→ **Requirement**:
A faithful copy of the whole listing is required.
####################
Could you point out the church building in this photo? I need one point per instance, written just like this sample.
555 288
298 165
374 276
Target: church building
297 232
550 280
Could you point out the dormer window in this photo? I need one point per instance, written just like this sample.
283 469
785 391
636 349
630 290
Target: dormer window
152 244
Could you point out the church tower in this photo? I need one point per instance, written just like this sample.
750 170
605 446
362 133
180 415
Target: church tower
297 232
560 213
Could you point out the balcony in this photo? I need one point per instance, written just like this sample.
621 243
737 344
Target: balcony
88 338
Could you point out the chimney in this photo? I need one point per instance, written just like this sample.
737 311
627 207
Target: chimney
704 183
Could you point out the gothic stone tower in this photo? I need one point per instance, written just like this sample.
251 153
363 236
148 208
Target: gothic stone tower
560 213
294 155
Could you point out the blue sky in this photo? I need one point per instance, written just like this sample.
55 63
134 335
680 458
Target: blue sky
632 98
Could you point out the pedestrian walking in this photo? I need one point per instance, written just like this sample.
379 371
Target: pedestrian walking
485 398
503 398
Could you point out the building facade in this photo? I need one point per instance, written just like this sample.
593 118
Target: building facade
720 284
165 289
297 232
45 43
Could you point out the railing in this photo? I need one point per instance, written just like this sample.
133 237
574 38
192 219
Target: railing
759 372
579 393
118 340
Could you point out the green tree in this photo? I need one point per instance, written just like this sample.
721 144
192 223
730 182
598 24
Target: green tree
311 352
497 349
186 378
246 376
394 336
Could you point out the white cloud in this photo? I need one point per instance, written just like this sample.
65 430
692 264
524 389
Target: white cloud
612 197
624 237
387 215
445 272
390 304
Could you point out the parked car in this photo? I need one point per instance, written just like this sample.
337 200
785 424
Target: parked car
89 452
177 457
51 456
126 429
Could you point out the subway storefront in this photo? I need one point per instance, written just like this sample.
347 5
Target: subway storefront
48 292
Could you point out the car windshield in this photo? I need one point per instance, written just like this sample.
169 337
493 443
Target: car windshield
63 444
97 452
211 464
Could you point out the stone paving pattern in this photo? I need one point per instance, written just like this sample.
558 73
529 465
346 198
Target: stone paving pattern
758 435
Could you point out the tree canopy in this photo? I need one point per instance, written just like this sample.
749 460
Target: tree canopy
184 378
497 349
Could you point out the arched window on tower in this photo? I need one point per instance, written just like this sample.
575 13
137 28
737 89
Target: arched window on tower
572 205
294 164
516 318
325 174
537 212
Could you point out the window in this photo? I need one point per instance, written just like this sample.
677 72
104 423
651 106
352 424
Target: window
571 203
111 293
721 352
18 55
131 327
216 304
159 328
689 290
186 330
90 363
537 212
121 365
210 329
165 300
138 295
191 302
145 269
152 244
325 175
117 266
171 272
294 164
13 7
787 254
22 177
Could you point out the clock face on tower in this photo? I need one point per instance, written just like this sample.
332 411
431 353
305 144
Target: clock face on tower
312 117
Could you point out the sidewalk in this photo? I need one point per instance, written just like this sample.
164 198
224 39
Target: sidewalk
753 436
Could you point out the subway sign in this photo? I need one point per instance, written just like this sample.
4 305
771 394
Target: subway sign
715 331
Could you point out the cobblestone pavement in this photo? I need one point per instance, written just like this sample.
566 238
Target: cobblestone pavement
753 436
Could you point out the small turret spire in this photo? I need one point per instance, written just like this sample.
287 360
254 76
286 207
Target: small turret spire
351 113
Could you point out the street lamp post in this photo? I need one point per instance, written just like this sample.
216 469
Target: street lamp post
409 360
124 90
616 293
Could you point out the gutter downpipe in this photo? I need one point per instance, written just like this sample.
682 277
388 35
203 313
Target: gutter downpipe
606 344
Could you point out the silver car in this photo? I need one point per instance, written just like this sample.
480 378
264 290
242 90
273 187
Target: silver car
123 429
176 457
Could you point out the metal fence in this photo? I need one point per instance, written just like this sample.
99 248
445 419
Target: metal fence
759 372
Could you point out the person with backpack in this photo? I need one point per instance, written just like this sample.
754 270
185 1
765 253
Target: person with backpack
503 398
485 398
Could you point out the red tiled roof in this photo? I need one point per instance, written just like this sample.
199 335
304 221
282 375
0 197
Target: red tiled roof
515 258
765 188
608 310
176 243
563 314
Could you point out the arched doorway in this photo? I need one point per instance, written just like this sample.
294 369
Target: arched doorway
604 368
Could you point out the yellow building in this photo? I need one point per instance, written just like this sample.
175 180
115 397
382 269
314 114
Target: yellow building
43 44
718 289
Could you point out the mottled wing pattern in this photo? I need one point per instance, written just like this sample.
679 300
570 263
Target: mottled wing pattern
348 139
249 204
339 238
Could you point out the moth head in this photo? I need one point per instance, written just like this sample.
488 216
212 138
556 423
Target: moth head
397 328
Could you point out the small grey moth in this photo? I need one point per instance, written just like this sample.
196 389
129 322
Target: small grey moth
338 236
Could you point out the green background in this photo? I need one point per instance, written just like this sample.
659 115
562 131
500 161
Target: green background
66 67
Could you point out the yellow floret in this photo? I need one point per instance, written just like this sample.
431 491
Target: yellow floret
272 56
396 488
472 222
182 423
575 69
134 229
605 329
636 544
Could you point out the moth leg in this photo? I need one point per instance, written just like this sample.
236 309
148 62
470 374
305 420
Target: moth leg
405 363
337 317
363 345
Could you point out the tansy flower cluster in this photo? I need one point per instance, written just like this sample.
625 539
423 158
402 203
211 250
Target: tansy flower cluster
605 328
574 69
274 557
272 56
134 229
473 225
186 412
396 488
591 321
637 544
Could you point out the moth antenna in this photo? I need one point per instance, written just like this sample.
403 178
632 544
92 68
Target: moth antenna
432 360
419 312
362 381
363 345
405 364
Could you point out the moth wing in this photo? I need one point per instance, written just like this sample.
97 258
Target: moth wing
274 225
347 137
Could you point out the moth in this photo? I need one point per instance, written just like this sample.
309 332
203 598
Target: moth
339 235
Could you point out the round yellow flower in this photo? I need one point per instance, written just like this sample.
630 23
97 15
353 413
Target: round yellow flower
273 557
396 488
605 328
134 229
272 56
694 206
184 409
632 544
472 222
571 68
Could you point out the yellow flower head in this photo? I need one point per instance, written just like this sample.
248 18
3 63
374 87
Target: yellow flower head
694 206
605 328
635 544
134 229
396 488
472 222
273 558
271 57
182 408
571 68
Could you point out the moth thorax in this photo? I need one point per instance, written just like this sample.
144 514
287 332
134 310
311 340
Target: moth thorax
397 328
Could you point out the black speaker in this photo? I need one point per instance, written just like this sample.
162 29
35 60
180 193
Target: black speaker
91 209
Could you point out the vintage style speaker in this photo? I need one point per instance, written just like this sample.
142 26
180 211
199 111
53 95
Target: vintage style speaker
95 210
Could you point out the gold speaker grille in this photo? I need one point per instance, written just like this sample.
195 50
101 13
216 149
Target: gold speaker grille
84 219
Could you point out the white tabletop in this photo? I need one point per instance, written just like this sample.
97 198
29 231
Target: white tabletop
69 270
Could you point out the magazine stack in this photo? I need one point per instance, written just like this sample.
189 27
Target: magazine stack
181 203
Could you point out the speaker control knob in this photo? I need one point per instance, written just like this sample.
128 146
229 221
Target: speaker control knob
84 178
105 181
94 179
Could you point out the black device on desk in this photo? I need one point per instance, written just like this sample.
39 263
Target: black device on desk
####################
→ **Exercise result**:
Could you point out the church building in this photo? I need one point per instance, written just like this sample.
555 288
298 165
374 276
Target: church building
297 232
550 280
Could you point out the dormer window in this photo? I need one point per instance, written just like this sample.
283 469
785 391
636 349
630 290
Target: dormer window
152 244
Could you point out the church tower in this photo? I need one point per instance, written just like this sample.
750 170
605 446
362 133
180 415
Target: church tower
297 232
560 213
Could you point out the balcony in this photo? I need one point per instance, written just like this sample.
621 243
737 344
Target: balcony
88 338
Could you point out the chimney in this photo? I need one point per instance, written just like this sample.
737 311
627 207
Target: chimney
704 183
Could you point out the gothic stone tower in this photo? I need one point per instance, written just like this sample.
251 153
363 236
148 208
Target: gothic stone tower
560 213
294 155
Could you point out the blue sky in this photo? I need one point per instance, written just like this sample.
55 63
134 335
680 458
Target: blue sky
632 98
Could you point out the pedestrian walking in this photo? I need one point per instance, written just like this sample.
379 371
Target: pedestrian walking
485 398
503 398
Could you point out the building facade in this photo? I need one point per instance, written just like this sample.
593 118
Target: building facade
720 284
165 289
297 232
45 43
Could you point out the railing in this photo? I need one point per instance, written just like this sample.
133 237
574 38
192 219
Target: railing
759 372
579 393
118 340
Could you point out the green tree in this photo? I need one point per instance, written just like this sample.
721 144
192 223
730 182
598 24
Target: green tree
311 352
497 349
186 378
246 376
394 336
Could you point out the white cloud in this photo? I need one point per instance, written just like this sample.
65 430
692 264
524 389
Target: white cloud
612 197
624 237
387 215
445 272
390 304
Could you point out the parked car in this photo? I need one point per instance, written just like this sample.
337 200
785 424
Target: parked car
89 452
177 457
51 456
126 429
Could you point out the subway storefront in this photo? I need one point per instance, written just like this sample.
347 5
Target: subway storefront
48 292
Could you point out the car windshield in this photo? I need one point per instance, written just like this sample.
169 337
493 443
Target: car windshield
63 444
97 452
211 464
Could you point out the stone paving pattern in this photo? I need one point per instance, written just like this sample.
558 73
529 465
346 198
Target: stone paving pattern
758 435
Could you point out the tree canopy in this photo? I need one point per instance, written just like this sample.
749 460
Target: tree canopy
184 378
497 349
Could you point out the arched window on tower in this photo? I need one point per instance, written just like this sample.
575 13
137 28
737 89
Target: arched window on tower
572 205
294 164
516 318
325 174
537 212
Could you point out the window in this photo? I need one point per instance, written just like this sample.
677 72
104 423
651 106
352 424
Target: window
571 203
111 293
721 352
18 55
131 327
216 304
159 328
689 290
186 330
90 363
537 212
121 365
210 329
165 300
138 295
191 302
145 269
152 244
325 175
117 266
171 272
294 164
13 7
787 254
22 177
Could you point out the clock face on tower in this photo? I need one point per instance, written just like this sample.
332 411
431 353
305 144
Target: clock face on tower
312 117
Could you point out the sidewalk in this photo? I need one point per instance, written just like this sample.
164 198
224 39
Target: sidewalk
753 436
Could you point out the subway sign in this photo? I need one point per instance, written just like this sample.
4 305
771 394
Target: subway sign
715 331
Could you point out the cobblestone pavement in this photo? I need one point per instance, written just like this sample.
566 238
Target: cobblestone pavement
753 436
Could you point out the small turret spire in this photo? I need one point per instance, written just like this sample.
287 360
254 76
286 207
Target: small turret spire
351 113
Could you point out the street lamp post in this photo? I need one point per instance, written just like this sample.
216 469
Target: street lamp post
409 360
124 90
616 293
Could you point out the gutter downpipe in this photo? I need one point per instance, written just like this sample.
682 277
388 35
203 313
Target: gutter downpipe
606 344
Could you point out the silver car in this photo? I need one point per instance, written just like this sample.
480 378
264 290
242 90
273 187
Target: silver car
123 429
176 457
Could you point out the metal fence in this photo? I need one point per instance, written just like this sample.
99 248
445 419
Target: metal fence
759 372
Could you point out the person with backpack in this photo? I need one point per instance, written just like this sample.
754 270
185 1
765 253
Target: person with backpack
503 398
485 398
Could you point out the red tiled roof in this photo? I need one point per instance, written just like this sample.
199 335
304 221
282 375
0 197
Target: red tiled roof
515 258
765 188
608 310
176 243
563 314
Could you point out the arched doorway in this photo? I need one point per instance, written just like this sample.
294 369
Target: arched doorway
604 368
Could you point out the yellow building in this photo? I need one point per instance, written just like this sample.
175 180
115 397
382 269
314 114
Target: yellow building
43 44
718 289
Could you point out the mottled wing pattern in this photo? I need one point per instance, written just like this sample.
679 300
570 263
Target: mottled wing pattern
348 139
249 204
339 238
Could you point out the moth head in this photo? I need one point per instance, written just like this sample.
488 216
212 138
556 423
Target: moth head
397 328
Could you point out the small grey moth in this photo? I need one point per instance, written just like this sample.
196 389
129 322
Target: small grey moth
338 236
Could you point out the green background in this photo? I need one point per instance, written just like this sample.
659 115
562 131
500 161
Target: green background
66 67
Could you point out the yellow floret in this photo? I need one point per instance, written just like this sample.
431 491
Target: yellow floret
272 56
396 488
472 222
182 423
575 69
134 229
605 329
636 544
Could you point out the moth leg in this photo? I need one point per instance, written just like this sample.
236 309
148 62
470 374
305 420
Target: moth leg
405 363
337 317
363 345
Could you point out the tansy flower cluster in this photo? I need one point per instance, written just like this sample.
625 539
423 158
402 203
211 250
Target: tansy flower cluster
605 328
574 69
274 557
272 56
134 229
473 225
186 412
396 488
591 321
637 544
Could you point out the moth antenna in this photo? I need one point per instance, written just like this sample.
403 178
632 544
92 68
Target: moth antenna
432 360
419 312
362 381
363 345
405 364
Could you point out the moth wing in this photo? I need one point per instance, written just like this sample.
97 258
Target: moth wing
274 225
347 137
Could you point out the moth in this photo? I need one point per instance, written just like this sample.
309 332
203 598
Target: moth
339 235
Could you point out the round yellow flower in this photo? I need one point per instance, written just like this sample.
630 23
97 15
353 413
Target: round yellow flower
273 557
396 488
605 328
134 229
272 56
694 206
184 409
632 544
472 222
571 68
Could you point out the yellow flower head in this photo? I need one point per instance, written just like this sample.
248 18
3 63
374 87
Target: yellow flower head
694 206
605 328
635 544
134 229
396 488
472 222
273 558
271 57
182 408
571 68
Could you point out the moth thorax in this photo? I need one point per instance, written just like this sample.
144 514
287 332
134 310
311 340
Target: moth thorax
397 328
Could you point out the black speaker in this photo? I need one point per instance, written just like this sample.
162 29
35 60
180 193
Target: black speaker
91 209
Could you point out the vintage style speaker in this photo? I need one point per instance, written just like this sample.
142 26
180 211
199 111
53 95
Target: vintage style speaker
95 210
Could you point out the gold speaker grille in this photo? I need one point per instance, written just like this sample.
195 50
101 13
216 149
Target: gold speaker grille
84 219
Could you point out the white tabletop in this photo? I need one point per instance, written just like this sample.
97 198
29 231
Target: white tabletop
69 270
Could you point out the magazine stack in this photo? I need one point per instance, written just like this sample.
189 27
Target: magazine stack
181 203
Could you point out the speaker control knob in this photo? I need one point per instance, written just like this sample.
128 146
229 221
Target: speaker control knob
84 178
105 181
94 179
Could you point out the black device on desk in this photo? I need one point per instance, written just like this sample.
39 263
Target: black device on desk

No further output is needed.